Ortiz added that the intense political pressure that led baseball officials to relocate the game was due to a “misrepresentation” or an “outright lie” concerning the controversial voting law recently passed in the state.

Ortiz insisted that “The bottom line is that law, it just makes it easy to vote and hard to cheat.”

He said he was dismayed that corporations and CEOs have perpetuated the “myth” that led to Major League Baseball’s decision.

Major corporations such as Coca-Cola, Delta Airlines and Uber all spoke out publicly against the law and have supported the decision by baseball officials, mostly using the same rhetoric.

“I expect that out of politicians and political talking heads and operatives, like [President] Joe Biden or [Democratic activist] Stacy Abrams, but I just don’t expect that out of our CEOs or corporations that I think should be held to a higher standard and need to be held accountable,” Ortiz said.

Even though the pullout of the game will cause economic losses to her city’s economy, Atlanta Mayor Keisha Lance Bottoms, A Democrat and contender to be Biden’s Vice Presidential nominee, backed the decision, writing on Twitter that “Just as elections have consequences, so do the actions of those who are elected.

“Unfortunately, the removal of the All-Star game from GA is likely the 1st of many dominoes to fall, until the unnecessary barriers put in place to restrict access to the ballot box are removed.”

Georgia Gov Brian Kemp, who is Republican, defended the law and rejected criticisms from both the White House and corporations, insisting that the Election Integrity Act he helped to pass simply makes it “easy to vote and hard to cheat.”

What the exercise asks »
Retype the All-Star game excerpt from "He said he was" up to and including "the same rhetoric.".

Supplied information »
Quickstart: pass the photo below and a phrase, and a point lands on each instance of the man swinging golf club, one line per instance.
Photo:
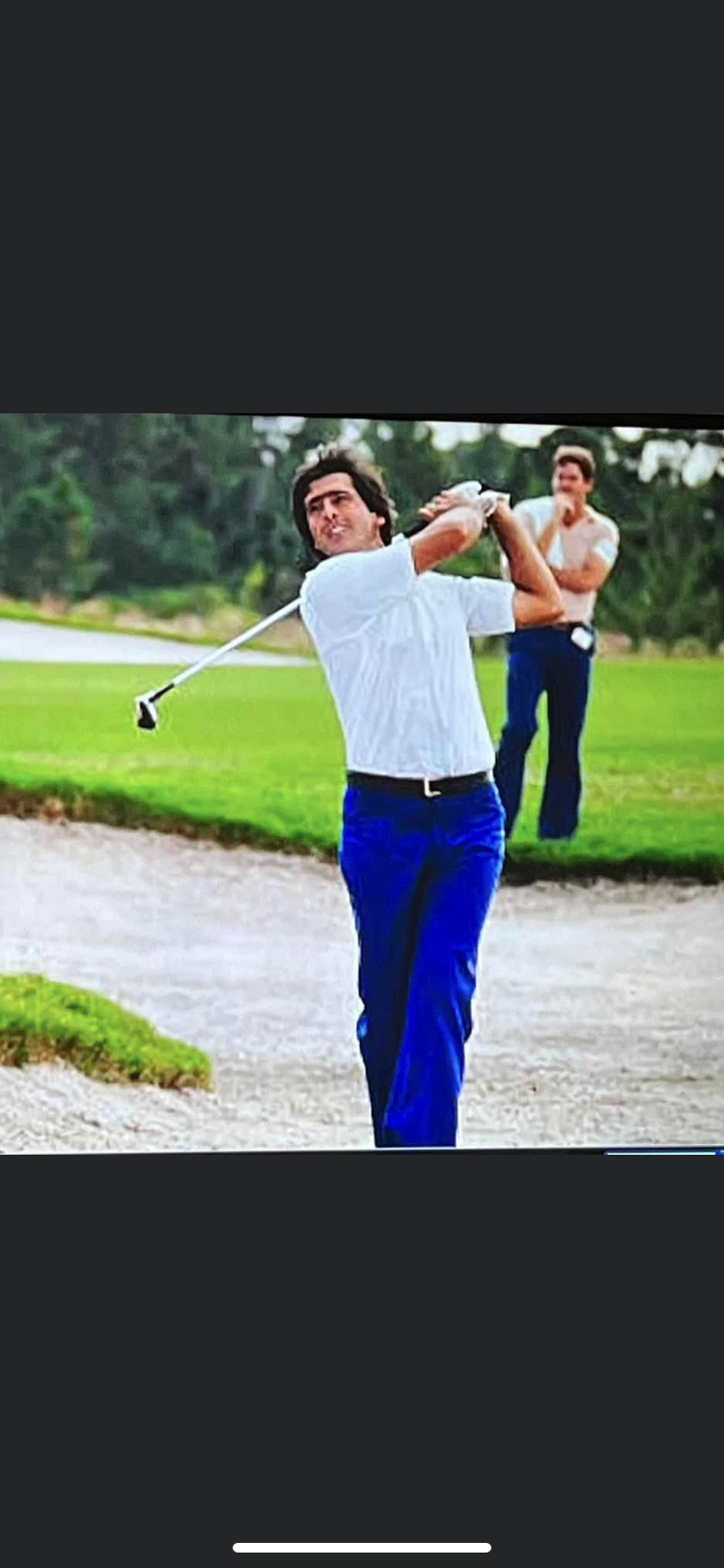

Exercise output »
He said he was dismayed that corporations and CEOs have perpetuated the “myth” that led to Major League Baseball’s decision.

Major corporations such as Coca-Cola, Delta Airlines and Uber all spoke out publicly against the law and have supported the decision by baseball officials, mostly using the same rhetoric.